[Collected data entries]
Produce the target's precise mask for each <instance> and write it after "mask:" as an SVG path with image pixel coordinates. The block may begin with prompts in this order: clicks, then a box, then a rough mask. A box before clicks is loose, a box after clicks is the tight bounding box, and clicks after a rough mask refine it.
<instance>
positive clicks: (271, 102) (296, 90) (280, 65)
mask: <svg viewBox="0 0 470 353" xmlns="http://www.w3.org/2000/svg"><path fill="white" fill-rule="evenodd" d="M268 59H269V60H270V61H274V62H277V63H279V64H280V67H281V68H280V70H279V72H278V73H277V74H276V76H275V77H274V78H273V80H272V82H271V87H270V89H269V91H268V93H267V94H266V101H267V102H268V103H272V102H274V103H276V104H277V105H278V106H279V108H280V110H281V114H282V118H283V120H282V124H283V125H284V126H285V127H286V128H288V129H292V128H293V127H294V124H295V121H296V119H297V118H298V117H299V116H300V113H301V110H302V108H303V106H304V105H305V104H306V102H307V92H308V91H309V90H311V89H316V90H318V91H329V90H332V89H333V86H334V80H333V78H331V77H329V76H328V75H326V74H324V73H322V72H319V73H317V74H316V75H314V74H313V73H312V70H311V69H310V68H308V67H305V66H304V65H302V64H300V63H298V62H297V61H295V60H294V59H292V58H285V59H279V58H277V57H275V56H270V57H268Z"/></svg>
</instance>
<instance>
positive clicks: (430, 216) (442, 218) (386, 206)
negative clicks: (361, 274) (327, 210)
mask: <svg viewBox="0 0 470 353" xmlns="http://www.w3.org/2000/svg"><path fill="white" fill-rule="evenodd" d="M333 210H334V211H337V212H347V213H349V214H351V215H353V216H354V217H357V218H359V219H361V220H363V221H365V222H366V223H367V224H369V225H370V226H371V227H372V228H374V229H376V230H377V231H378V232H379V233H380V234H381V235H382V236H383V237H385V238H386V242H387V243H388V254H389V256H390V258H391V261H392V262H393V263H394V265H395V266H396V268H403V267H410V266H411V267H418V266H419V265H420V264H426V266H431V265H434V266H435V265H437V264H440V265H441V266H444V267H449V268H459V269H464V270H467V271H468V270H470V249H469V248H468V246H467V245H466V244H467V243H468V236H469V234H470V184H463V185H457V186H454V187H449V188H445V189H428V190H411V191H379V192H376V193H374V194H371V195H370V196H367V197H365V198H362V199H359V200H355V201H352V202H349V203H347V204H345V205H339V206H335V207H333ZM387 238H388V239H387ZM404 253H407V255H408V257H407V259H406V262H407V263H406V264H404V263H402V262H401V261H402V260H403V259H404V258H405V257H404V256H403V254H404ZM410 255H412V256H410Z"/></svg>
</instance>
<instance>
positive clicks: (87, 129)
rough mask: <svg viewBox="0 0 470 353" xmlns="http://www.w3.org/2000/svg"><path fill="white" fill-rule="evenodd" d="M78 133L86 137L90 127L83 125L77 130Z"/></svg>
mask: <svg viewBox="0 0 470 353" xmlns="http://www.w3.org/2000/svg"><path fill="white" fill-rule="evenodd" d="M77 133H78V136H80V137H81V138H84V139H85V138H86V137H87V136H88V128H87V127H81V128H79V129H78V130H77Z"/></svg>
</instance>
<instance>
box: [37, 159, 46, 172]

**REQUIRED WORK**
Each record above has to be repeated word for word.

**RESPONSE BOX**
Produce the target's precise mask for each <instance> and write it after "mask:" as an SVG path with image pixel coordinates. The block may begin with prompts in this order: clicks, then a box, then a rough mask. A box before clicks is loose, a box after clicks is the tight bounding box, and clicks after a rough mask refine it.
<instance>
positive clicks: (271, 102) (296, 90) (280, 65)
mask: <svg viewBox="0 0 470 353" xmlns="http://www.w3.org/2000/svg"><path fill="white" fill-rule="evenodd" d="M268 59H269V60H270V61H274V62H277V63H279V64H280V67H281V68H280V70H279V72H278V73H277V74H276V76H275V77H274V78H273V80H272V82H271V87H270V89H269V91H268V93H267V94H266V101H267V102H268V103H272V102H274V103H276V104H277V105H278V106H279V108H280V110H281V114H282V118H283V120H282V124H283V125H284V126H285V127H286V128H288V129H292V128H293V127H294V124H295V121H296V119H297V118H298V117H299V116H300V113H301V110H302V108H303V106H304V105H305V104H306V102H307V92H308V91H309V90H311V89H316V90H318V91H329V90H332V89H333V86H334V80H333V78H331V77H329V76H328V75H326V74H324V73H322V72H319V73H317V74H316V75H314V74H313V73H312V70H311V69H310V68H308V67H305V66H304V65H302V64H300V63H298V62H297V61H295V60H294V59H292V58H285V59H279V58H277V57H275V56H270V57H268Z"/></svg>
</instance>
<instance>
positive clicks: (430, 216) (442, 218) (386, 206)
negative clicks: (361, 274) (327, 210)
mask: <svg viewBox="0 0 470 353" xmlns="http://www.w3.org/2000/svg"><path fill="white" fill-rule="evenodd" d="M333 210H334V211H337V212H347V213H349V214H351V215H353V216H354V217H357V218H359V219H361V220H363V221H365V222H366V223H367V224H369V225H370V226H371V227H372V228H374V229H376V230H377V231H378V232H379V233H380V234H381V235H382V236H383V237H385V238H386V242H387V243H388V254H389V256H390V258H391V261H392V262H393V263H394V265H395V266H396V268H403V267H410V266H411V267H418V266H419V265H420V264H426V266H431V265H434V266H435V265H437V264H440V265H441V266H444V267H449V268H459V269H464V270H467V271H468V270H470V249H469V248H468V246H467V245H466V244H467V243H468V236H469V234H470V184H463V185H457V186H454V187H449V188H445V189H428V190H411V191H379V192H376V193H374V194H371V195H370V196H367V197H365V198H362V199H359V200H355V201H352V202H349V203H347V204H345V205H339V206H335V207H333ZM387 238H388V239H387ZM404 253H407V255H408V257H407V259H406V262H407V263H406V264H404V263H402V262H401V261H402V260H403V259H404V258H405V257H404V256H403V254H404ZM410 255H412V256H410Z"/></svg>
</instance>
<instance>
positive clicks: (87, 129)
rough mask: <svg viewBox="0 0 470 353" xmlns="http://www.w3.org/2000/svg"><path fill="white" fill-rule="evenodd" d="M78 133L86 137L90 127L83 125L77 130Z"/></svg>
mask: <svg viewBox="0 0 470 353" xmlns="http://www.w3.org/2000/svg"><path fill="white" fill-rule="evenodd" d="M77 133H78V136H80V137H81V138H84V139H85V138H86V137H87V136H88V128H87V127H81V128H79V129H78V130H77Z"/></svg>
</instance>
<instance>
box: [37, 159, 46, 172]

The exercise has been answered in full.